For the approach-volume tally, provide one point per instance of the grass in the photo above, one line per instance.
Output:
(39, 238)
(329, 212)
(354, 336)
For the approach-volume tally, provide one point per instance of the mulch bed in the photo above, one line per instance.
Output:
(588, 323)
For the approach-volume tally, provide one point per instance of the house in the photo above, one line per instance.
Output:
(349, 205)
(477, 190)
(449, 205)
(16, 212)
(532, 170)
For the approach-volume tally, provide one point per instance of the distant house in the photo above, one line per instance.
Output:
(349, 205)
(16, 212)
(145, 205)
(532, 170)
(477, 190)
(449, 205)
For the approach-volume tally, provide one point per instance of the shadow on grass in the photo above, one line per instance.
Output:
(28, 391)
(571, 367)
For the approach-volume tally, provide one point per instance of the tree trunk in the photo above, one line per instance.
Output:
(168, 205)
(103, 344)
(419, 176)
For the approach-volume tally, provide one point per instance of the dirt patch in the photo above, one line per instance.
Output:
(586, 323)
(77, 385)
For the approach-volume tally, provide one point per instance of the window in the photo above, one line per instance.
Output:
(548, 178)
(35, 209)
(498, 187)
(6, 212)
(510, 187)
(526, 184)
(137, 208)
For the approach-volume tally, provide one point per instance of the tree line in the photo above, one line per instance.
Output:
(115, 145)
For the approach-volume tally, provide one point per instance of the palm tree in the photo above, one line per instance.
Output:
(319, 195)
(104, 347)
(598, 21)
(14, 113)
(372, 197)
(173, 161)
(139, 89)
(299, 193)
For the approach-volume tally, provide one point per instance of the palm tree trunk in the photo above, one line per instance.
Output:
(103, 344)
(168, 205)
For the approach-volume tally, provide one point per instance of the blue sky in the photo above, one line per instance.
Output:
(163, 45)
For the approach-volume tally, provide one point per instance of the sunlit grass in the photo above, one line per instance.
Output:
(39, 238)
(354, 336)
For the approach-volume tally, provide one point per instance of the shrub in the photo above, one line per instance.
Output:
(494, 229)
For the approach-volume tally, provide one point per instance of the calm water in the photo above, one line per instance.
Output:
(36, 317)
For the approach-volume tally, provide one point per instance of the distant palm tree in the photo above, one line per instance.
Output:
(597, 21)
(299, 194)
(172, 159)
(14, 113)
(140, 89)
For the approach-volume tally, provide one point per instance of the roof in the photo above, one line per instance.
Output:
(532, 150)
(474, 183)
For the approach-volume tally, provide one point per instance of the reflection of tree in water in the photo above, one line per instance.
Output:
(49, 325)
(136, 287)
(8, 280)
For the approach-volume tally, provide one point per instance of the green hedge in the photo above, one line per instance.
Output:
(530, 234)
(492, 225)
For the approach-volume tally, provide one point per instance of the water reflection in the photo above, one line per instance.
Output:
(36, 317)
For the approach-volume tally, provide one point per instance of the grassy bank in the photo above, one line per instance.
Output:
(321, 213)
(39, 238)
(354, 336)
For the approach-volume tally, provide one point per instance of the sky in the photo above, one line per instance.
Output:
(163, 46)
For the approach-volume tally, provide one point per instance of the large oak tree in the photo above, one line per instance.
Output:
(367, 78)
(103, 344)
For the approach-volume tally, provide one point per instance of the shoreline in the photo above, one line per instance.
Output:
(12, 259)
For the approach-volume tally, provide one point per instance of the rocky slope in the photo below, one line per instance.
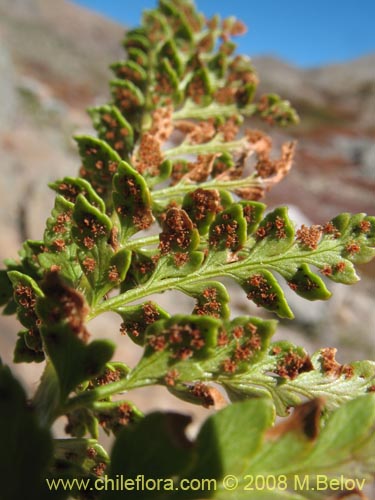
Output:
(53, 64)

_ _ _ _ _ _ _

## Task item
Your copy should hold every entry exactly as written, but none of the pictures.

## Exercise answer
For the approach-volume tally, provide one point per instance of the grass in the photo above, one line per instance.
Output:
(39, 238)
(329, 212)
(354, 336)
For the approach-volume tally, provide one point per instance of the mulch bed in the photo above, one line per instance.
Output:
(588, 323)
For the approach-volume tally, provide one point per instance of the house in the photo above, one line per instance.
Output:
(349, 205)
(477, 190)
(449, 205)
(16, 212)
(532, 170)
For the approach-volume tally, provide one point per instance of the distant house in the photo above, one line per instance.
Output:
(349, 205)
(16, 212)
(145, 205)
(532, 170)
(477, 190)
(449, 205)
For the approach-volume tally, provide one point per instance of the shadow on grass in the photo above, one line per instance.
Output:
(28, 391)
(571, 367)
For the approach-volume tally, provide one point per instance of the tree trunk in the photo above, one line per instance.
Output:
(168, 205)
(103, 344)
(419, 176)
For the approach-volume tally, provide one point per instance of the dirt patch in the photo above, one line per instance.
Output:
(586, 323)
(77, 385)
For the approach-volume tally, provide one point per instance of the window in the photo above, one line per instance.
Output:
(548, 178)
(35, 209)
(498, 187)
(6, 212)
(510, 187)
(526, 184)
(137, 208)
For the approach-volume tally, provide one point per instance of the tree line in the photo above, one line per instance.
Output:
(115, 145)
For the approach-volume tally, provide one point per instance of the palm tree in the photo above, one line per instance.
Output:
(319, 195)
(104, 347)
(598, 21)
(14, 113)
(372, 197)
(173, 161)
(139, 89)
(299, 193)
For the approach-volume tally, provide one point per instance of the palm tree trunk in the photo above, one line per instance.
Output:
(103, 344)
(168, 205)
For the approach-volume tally, provide one point per instance of the blue sky in the photo above, one line per instance.
Output:
(163, 45)
For the approach-volume tally, provide one point per instance of the sunlit grass in the photo above, one line per instance.
Output:
(39, 238)
(354, 336)
For the approach-volume tally, provide one point per instance of the shrub in the photo above, one line per instance.
Output:
(494, 229)
For the approach-volume tally, provide one point per instance of the calm water in the photo above, one line per instance.
Output:
(36, 317)
For the approach-volume tally, provide one point per instance of the distant palm tree in the photo above, one line per instance.
Output:
(597, 21)
(299, 194)
(172, 159)
(14, 113)
(140, 89)
For the approach-volume tally, provide one point per instance of the roof in the photo above, one line per instance.
Output:
(532, 150)
(474, 183)
For the approach-volume tally, provide one point per instance of the reflection of tree in water in the photo above, one line per instance.
Output:
(49, 325)
(136, 287)
(8, 280)
For the approach-volume tally, provide one point per instance of the green hedge in the photo above, one line per instance.
Output:
(530, 234)
(492, 225)
For the approach-volume tally, provide one point per instance of the water reflection in the photo above, one line per instance.
Output:
(36, 317)
For the approach-volume tally, provide one point per instance of the grassy bank in the photo above, one line per instance.
Output:
(321, 213)
(39, 238)
(354, 336)
For the approach-volume tally, provide one point per instance of the sky in the photo above, one line per instance.
Output:
(163, 46)
For the approach-volume tally, provide one point per instance of the large oak tree in the photo above, one line per instance.
Output:
(367, 78)
(103, 344)
For the approach-volume tally, provide one point per instance of the shoreline in the photo above, one line per instance.
Output:
(12, 259)
For the approach-volume tally, provide one point per instance of the rocky slope in the photo below, one line per instance.
Output:
(53, 64)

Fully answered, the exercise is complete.